Your instructions -> Exactly as written, transcribe the lines that run from the one containing "Identify the weathered" to the end of the records below.

Records shown ->
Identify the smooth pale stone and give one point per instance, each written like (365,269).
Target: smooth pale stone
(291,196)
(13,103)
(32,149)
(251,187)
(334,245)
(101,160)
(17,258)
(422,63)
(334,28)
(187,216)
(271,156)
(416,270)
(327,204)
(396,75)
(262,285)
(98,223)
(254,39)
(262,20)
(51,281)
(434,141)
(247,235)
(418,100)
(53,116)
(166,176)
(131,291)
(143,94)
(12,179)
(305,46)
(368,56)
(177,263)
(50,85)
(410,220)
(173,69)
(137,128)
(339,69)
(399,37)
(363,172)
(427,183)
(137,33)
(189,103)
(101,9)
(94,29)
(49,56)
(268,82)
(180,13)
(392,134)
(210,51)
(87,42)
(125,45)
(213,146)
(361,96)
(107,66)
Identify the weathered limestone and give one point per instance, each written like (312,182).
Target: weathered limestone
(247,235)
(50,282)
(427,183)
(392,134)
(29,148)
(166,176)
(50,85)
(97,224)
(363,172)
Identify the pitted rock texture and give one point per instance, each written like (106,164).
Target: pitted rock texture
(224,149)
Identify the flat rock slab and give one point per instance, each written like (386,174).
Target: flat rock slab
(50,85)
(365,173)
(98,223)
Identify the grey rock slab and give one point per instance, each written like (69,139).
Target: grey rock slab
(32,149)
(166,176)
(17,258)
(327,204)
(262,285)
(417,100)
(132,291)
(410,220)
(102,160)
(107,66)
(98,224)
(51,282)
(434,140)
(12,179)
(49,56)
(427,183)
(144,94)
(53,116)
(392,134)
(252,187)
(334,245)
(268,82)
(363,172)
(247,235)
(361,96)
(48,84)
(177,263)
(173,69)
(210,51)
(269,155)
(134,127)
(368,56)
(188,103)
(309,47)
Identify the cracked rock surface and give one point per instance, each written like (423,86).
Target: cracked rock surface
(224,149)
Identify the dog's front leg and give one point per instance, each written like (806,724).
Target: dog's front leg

Result of this exercise ->
Identify the weathered limestone and give one point per instance, each written like (312,182).
Target: weathered limestone
(247,235)
(50,282)
(427,183)
(392,134)
(29,148)
(166,176)
(50,85)
(97,224)
(363,172)
Identify the pitted rock texture and give one point per instance, each written like (106,164).
Target: pitted rock texture
(224,149)
Identify the flat rock slab and give one point per instance, each written like (386,174).
Target: flat rock slab
(50,85)
(365,173)
(98,223)
Identify the grey rock slab and give one point per instance, each written like (69,139).
Target: grey rock slab
(32,149)
(166,176)
(17,258)
(327,204)
(262,285)
(417,100)
(132,291)
(410,220)
(102,160)
(107,66)
(98,224)
(51,282)
(434,140)
(12,179)
(49,56)
(427,183)
(144,94)
(53,116)
(392,134)
(252,187)
(334,245)
(268,82)
(363,172)
(247,235)
(361,96)
(48,84)
(177,263)
(173,69)
(210,51)
(269,155)
(134,127)
(368,56)
(188,103)
(309,47)
Identify the cracked rock surface and give one point per instance, each written like (423,86).
Target: cracked rock surface
(224,149)
Identify the dog's front leg and give one point per instance, each written like (806,724).
Target: dog's front leg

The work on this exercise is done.